Werk het deel bij dat begint bij de regel met "Can you see the distant worker" en doorloopt tot en met het einde van de gegevens: vervang daarin "helmet" overal door "hard hat" en geef die regels verder ongewijzigd opnieuw.

[Gegevensitems]
= = =
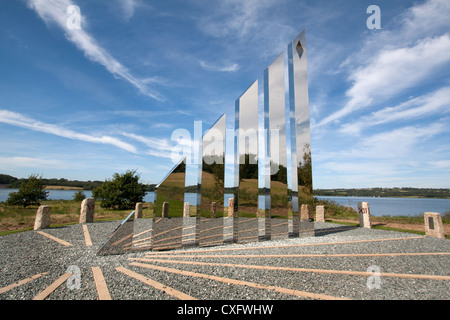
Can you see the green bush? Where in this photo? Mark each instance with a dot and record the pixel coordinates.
(30, 193)
(79, 196)
(123, 191)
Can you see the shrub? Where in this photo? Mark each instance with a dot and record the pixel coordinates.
(122, 191)
(79, 196)
(30, 193)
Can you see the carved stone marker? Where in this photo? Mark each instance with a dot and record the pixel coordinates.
(364, 215)
(320, 213)
(433, 225)
(304, 212)
(87, 210)
(213, 210)
(187, 210)
(231, 207)
(165, 210)
(138, 210)
(42, 218)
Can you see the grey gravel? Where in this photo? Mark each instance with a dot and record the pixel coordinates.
(25, 254)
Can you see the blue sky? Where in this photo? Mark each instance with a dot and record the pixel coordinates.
(86, 103)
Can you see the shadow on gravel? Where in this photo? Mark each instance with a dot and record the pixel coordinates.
(327, 231)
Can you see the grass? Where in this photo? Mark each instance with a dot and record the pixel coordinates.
(64, 212)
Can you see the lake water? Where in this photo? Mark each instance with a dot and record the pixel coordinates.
(378, 206)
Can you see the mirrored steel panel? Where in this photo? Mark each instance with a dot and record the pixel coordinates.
(169, 204)
(277, 218)
(121, 239)
(300, 136)
(211, 213)
(246, 151)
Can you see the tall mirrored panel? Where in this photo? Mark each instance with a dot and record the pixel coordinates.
(277, 218)
(246, 175)
(169, 205)
(120, 241)
(211, 213)
(300, 135)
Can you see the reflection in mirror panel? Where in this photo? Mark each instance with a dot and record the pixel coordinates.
(169, 203)
(277, 218)
(210, 220)
(300, 134)
(143, 228)
(120, 240)
(246, 194)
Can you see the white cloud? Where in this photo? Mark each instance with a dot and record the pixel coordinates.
(54, 11)
(19, 120)
(391, 72)
(419, 107)
(27, 162)
(211, 67)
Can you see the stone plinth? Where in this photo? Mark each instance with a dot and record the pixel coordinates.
(138, 210)
(433, 225)
(213, 210)
(320, 213)
(165, 210)
(87, 210)
(304, 212)
(187, 210)
(364, 215)
(42, 218)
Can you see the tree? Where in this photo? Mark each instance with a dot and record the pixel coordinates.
(122, 191)
(30, 192)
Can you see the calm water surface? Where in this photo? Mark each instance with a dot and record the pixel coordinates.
(378, 206)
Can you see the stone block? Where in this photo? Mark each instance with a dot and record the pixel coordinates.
(187, 210)
(320, 213)
(138, 210)
(433, 225)
(231, 207)
(165, 210)
(213, 210)
(304, 212)
(87, 210)
(42, 220)
(364, 215)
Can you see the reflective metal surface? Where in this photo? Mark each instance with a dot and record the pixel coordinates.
(211, 211)
(277, 219)
(168, 215)
(246, 174)
(300, 136)
(121, 239)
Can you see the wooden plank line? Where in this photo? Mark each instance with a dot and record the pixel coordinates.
(259, 267)
(297, 293)
(287, 245)
(159, 286)
(21, 282)
(336, 255)
(87, 236)
(65, 243)
(47, 291)
(100, 284)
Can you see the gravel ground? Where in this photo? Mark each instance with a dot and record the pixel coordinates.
(29, 253)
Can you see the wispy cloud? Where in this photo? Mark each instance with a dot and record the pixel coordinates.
(390, 63)
(392, 72)
(19, 120)
(436, 102)
(54, 12)
(212, 67)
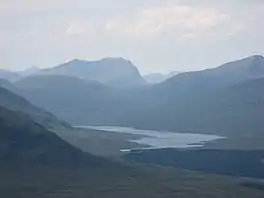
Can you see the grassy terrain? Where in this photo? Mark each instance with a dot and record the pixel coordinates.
(127, 182)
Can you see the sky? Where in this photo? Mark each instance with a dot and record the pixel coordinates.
(156, 35)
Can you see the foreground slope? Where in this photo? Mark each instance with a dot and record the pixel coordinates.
(24, 142)
(226, 100)
(15, 102)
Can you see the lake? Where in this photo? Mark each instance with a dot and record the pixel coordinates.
(159, 139)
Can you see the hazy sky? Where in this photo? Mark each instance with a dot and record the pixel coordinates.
(156, 35)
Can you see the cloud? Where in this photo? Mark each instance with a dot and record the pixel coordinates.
(157, 21)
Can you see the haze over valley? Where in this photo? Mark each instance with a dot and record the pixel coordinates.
(134, 99)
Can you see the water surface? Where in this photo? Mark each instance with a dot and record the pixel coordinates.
(160, 139)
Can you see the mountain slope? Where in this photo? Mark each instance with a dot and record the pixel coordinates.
(116, 72)
(24, 142)
(229, 74)
(17, 103)
(69, 98)
(214, 101)
(8, 75)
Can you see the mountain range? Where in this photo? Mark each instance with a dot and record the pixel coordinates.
(217, 100)
(36, 162)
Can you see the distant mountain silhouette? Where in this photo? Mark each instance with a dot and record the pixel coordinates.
(29, 71)
(116, 72)
(155, 78)
(8, 75)
(225, 75)
(226, 100)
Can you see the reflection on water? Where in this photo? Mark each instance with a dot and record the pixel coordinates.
(161, 139)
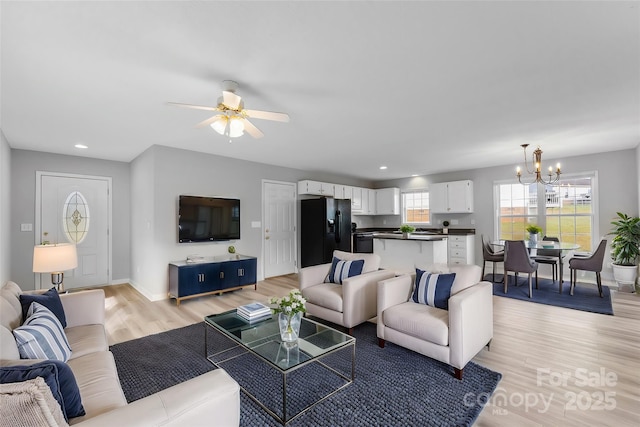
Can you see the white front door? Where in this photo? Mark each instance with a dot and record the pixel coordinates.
(279, 228)
(76, 209)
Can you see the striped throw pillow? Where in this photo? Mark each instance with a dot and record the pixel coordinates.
(433, 289)
(42, 336)
(341, 269)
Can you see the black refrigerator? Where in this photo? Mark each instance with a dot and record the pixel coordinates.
(325, 226)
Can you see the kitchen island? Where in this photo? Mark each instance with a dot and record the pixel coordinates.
(402, 254)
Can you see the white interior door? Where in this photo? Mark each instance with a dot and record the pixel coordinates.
(279, 228)
(76, 209)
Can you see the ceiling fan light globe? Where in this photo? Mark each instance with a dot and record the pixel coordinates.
(236, 128)
(219, 125)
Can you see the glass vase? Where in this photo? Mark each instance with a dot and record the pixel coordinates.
(289, 326)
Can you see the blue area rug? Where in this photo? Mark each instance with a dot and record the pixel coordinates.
(393, 386)
(585, 297)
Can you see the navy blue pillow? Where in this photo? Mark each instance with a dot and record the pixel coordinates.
(59, 378)
(49, 299)
(433, 289)
(48, 371)
(341, 269)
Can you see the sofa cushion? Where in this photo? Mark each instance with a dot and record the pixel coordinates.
(371, 261)
(47, 371)
(29, 404)
(467, 275)
(8, 346)
(42, 336)
(58, 376)
(86, 339)
(433, 289)
(98, 382)
(420, 321)
(11, 293)
(328, 295)
(49, 299)
(343, 269)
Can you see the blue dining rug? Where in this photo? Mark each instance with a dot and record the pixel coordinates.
(585, 297)
(393, 386)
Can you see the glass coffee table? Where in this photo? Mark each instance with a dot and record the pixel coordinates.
(254, 355)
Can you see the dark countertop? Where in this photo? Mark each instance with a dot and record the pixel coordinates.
(411, 236)
(427, 231)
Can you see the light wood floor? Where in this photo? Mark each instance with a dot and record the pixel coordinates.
(560, 367)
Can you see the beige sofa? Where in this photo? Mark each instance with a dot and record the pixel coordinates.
(193, 402)
(349, 304)
(454, 336)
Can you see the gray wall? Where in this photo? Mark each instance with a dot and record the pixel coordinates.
(5, 209)
(617, 190)
(638, 168)
(161, 174)
(24, 165)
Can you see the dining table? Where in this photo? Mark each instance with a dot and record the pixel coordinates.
(547, 245)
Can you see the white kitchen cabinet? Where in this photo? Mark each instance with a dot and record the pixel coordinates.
(348, 192)
(388, 201)
(356, 200)
(461, 249)
(451, 197)
(371, 206)
(315, 188)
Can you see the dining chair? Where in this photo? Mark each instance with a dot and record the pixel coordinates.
(592, 263)
(517, 259)
(549, 257)
(491, 255)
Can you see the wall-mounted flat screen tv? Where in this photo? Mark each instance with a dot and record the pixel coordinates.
(208, 219)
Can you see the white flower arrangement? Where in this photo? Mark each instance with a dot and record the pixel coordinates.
(289, 304)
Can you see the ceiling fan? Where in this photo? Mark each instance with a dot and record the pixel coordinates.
(233, 118)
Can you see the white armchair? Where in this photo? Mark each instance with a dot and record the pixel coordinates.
(349, 304)
(454, 336)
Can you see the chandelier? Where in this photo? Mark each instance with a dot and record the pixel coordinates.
(535, 165)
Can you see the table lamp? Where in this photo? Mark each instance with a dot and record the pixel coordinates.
(55, 259)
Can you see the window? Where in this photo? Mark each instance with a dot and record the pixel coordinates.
(415, 207)
(565, 210)
(518, 206)
(569, 211)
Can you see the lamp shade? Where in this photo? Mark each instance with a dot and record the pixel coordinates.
(53, 258)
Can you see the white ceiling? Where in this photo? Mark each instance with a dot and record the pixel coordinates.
(422, 87)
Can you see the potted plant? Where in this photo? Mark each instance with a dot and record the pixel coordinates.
(289, 309)
(533, 231)
(625, 248)
(406, 229)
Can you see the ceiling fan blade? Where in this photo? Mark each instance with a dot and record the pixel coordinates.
(208, 121)
(197, 107)
(251, 129)
(231, 100)
(267, 115)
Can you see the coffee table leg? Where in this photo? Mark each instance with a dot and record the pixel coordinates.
(284, 398)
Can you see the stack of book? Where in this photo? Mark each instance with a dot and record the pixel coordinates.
(254, 312)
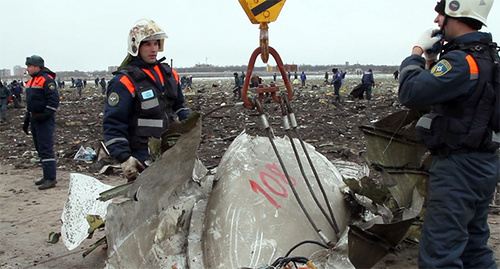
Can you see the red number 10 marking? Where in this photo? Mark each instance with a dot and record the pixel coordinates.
(282, 192)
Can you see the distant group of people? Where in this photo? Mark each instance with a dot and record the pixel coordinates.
(462, 130)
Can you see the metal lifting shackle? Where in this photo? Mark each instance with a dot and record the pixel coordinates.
(261, 90)
(263, 12)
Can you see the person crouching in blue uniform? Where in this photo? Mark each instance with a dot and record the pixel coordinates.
(143, 98)
(462, 132)
(42, 101)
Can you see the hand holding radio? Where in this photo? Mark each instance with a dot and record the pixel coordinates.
(428, 39)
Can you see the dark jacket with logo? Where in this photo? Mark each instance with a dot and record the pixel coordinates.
(143, 100)
(457, 89)
(42, 97)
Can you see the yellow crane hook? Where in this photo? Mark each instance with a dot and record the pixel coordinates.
(263, 12)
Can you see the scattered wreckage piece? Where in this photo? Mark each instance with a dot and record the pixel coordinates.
(252, 216)
(83, 193)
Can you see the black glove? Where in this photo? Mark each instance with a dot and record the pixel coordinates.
(43, 116)
(26, 124)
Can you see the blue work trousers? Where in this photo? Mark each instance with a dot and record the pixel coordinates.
(3, 107)
(43, 137)
(455, 232)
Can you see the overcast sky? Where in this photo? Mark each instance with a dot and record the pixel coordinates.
(92, 35)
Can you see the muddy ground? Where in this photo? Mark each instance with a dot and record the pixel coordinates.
(28, 215)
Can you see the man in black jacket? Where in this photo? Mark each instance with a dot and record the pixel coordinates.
(462, 132)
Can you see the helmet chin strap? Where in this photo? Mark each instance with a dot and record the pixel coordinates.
(443, 32)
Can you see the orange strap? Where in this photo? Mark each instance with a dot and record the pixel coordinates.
(176, 76)
(126, 81)
(474, 70)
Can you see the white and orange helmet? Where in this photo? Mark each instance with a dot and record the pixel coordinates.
(474, 9)
(144, 30)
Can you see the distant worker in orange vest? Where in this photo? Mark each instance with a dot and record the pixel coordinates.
(143, 98)
(42, 101)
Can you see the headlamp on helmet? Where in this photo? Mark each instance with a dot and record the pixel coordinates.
(473, 9)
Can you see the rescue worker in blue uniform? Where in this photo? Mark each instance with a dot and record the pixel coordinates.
(42, 101)
(143, 98)
(461, 130)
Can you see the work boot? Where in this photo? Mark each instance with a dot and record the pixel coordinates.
(40, 181)
(49, 183)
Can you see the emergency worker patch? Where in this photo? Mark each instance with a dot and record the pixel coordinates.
(148, 94)
(113, 99)
(441, 68)
(52, 86)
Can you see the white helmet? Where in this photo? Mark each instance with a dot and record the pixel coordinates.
(474, 9)
(144, 30)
= = =
Uitwerking opgave:
Can you see the distant worker in orange vest? Where in this photo? Mark each instance with a dot and record the pixel coordinates.
(143, 98)
(42, 101)
Can you see the headlamp on hard hat? Where in this photo? Mark each instance with a dot and record the pixel coordinates.
(473, 9)
Can you see the rescue worker in blue uniform? Where in this photo? Mark each instance with a dot and record the pixel coordinates.
(42, 101)
(143, 98)
(461, 130)
Can you see the work boot? Where in this photo? Mark each instance with a dot and record the pixel coordinates.
(40, 181)
(49, 183)
Can you see the emergency worker patch? Where in this photo? Mark each instance with a dot and record the pixel coordinates.
(148, 94)
(113, 99)
(441, 68)
(52, 86)
Can you see the white hard hat? Where in this photo? Mark each instance with a dot and record the pixel coordinates.
(474, 9)
(144, 30)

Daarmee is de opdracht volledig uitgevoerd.